Trade disputes, though recently settled, may resurface. Domestically, India’s increasingly authoritarian tendencies, marked by rising Hindu nationalism, are cause for concern. Political
opponents have been jailed, activists like U.S. citizen Gurpatwant Singh Pannun have allegedly been targeted for assassination, and discrimination against religious minorities has increased.
Left unaddressed, these issues could derail the partnership. Unfortunately, neither Trump nor Harris seems well-equipped to navigate these challenges. RUSSIA AND UKRAINE India’s
relationship with Russia has long been a point of friction with the United States. In the 2023-24 financial year, India imported $140 billion worth of Russian oil – 56 times more than
pre-Ukraine war levels. India’s refusal to condemn Russia at the United Nations and its long history of purchasing Russian military equipment complicate India-U.S. relations. While
diversification is underway, India remains closely tied to Russia diplomatically, and its membership in BRICS aligns it with other states challenging U.S. global leadership. If elected,
Harris is expected to continue, or even intensify, the Biden administration’s foreign policy toward Russia, which could strain relations with India. Any pressure on New Delhi to distance
itself from Russia or BRICS will likely be resisted, as India values its strategic autonomy and perceives its ties with Russia as essential for counterbalancing China. Trump, on the other
hand, is unlikely to confront Modi over India’s ties to Russia or BRICS. His skepticism about continued aid to Ukraine and his softer stance on Russia contrast sharply with Harris’s
approach. While this may reduce short-term friction with India, a Trump administration could weaken long-term efforts to decouple India from Russia, especially if U.S. sanctions on Russian
defense articles are overlooked, as they were when India purchased Russian S-400 air defense systems during Trump’s first term. TRADE DISPUTES For years, trade disputes have clouded
India-U.S. relations. While bilateral trade has increased, so have trade conflicts over protectionism. U.S. tariffs on Indian steel and aluminum triggered retaliatory measures, and the
United States criticized India’s digital services tax and agricultural policies. In 2023, outstanding trade disputes at the World Trade Organization (WTO) were resolved, potentially
signaling a new chapter in trade relations. A Trump victory, however, could reignite trade tensions. His first-term tariffs could resurface, and his campaign pledge to impose a 20 percent
tax on all U.S. imports would almost certainly provoke retaliation from India, reigniting WTO feuds. Harris, while not offering a clear trade policy, is likely to maintain Biden’s measured
approach. While the administration kept some Trump era policies, they were focused on reducing dependence on China and for the most part coordinated with allies. This should provide
stability for future trade growth between the two countries. DEMOCRACY Modi’s authoritarianism threatens the shared democratic values that are meant to underpin the India-U.S. relationship.

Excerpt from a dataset
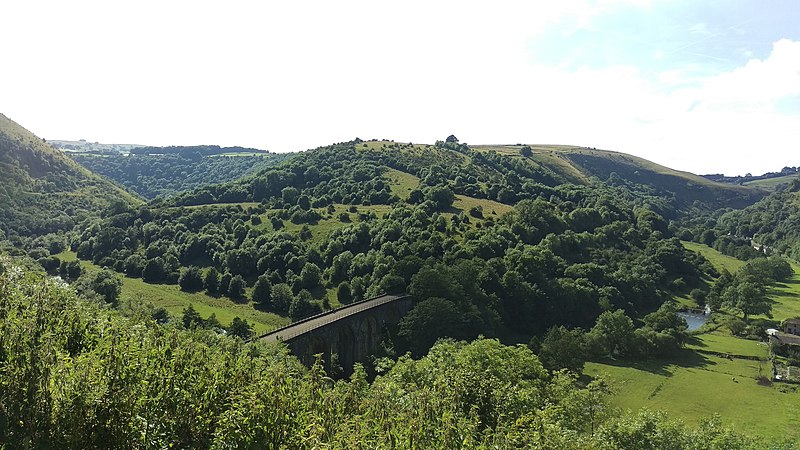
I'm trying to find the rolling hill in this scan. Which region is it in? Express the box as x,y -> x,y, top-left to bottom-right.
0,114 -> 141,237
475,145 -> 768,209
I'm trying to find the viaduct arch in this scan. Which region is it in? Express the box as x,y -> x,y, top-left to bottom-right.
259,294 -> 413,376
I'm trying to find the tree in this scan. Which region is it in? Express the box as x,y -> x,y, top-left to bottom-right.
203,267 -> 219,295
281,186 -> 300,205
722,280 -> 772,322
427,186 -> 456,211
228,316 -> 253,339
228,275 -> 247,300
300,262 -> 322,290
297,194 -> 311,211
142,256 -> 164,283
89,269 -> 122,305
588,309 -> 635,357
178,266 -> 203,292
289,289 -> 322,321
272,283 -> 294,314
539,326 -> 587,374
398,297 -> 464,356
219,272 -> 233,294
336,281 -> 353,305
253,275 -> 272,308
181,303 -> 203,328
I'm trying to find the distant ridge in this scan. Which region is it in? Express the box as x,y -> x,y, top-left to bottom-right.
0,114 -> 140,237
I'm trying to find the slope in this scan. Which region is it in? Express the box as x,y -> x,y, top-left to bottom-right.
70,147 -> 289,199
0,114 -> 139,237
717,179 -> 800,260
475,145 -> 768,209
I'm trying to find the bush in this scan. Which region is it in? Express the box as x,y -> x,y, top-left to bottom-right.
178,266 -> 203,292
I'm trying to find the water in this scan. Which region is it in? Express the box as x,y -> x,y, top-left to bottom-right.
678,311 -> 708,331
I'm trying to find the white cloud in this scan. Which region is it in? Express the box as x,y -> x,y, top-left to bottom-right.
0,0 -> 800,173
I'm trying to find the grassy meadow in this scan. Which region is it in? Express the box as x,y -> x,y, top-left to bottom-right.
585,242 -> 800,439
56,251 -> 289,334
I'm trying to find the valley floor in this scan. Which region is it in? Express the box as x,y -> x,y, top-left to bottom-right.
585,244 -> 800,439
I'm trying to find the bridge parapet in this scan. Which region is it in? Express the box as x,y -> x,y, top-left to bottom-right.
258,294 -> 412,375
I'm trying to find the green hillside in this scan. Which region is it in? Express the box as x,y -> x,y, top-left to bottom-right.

→ Brief 1
According to the excerpt on India-U.S. relations, how much Russian oil did India import in the 2023-24 financial year?
→ Brief 2
Summarize the excerpt on India-U.S. relations in two sentences.
→ Brief 3
Repeat word for word the part of the excerpt on India-U.S. relations starting at "Trade disputes, though" and ending at "minorities has increased.".
You won't need the data for any of this.

→ Full output 1
$140 billion worth, 56 times more than pre-Ukraine war levels.

→ Full output 2
India's close ties with Russia, its rising authoritarianism, and trade disputes that were only recently settled all strain its relationship with the United States. A Harris administration would likely press India harder on Russia while keeping a measured trade approach, whereas Trump would likely go easier on Russia but could reignite trade tensions.

→ Full output 3
Trade disputes, though recently settled, may resurface. Domestically, India’s increasingly authoritarian tendencies, marked by rising Hindu nationalism, are cause for concern. Political
opponents have been jailed, activists like U.S. citizen Gurpatwant Singh Pannun have allegedly been targeted for assassination, and discrimination against religious minorities has increased.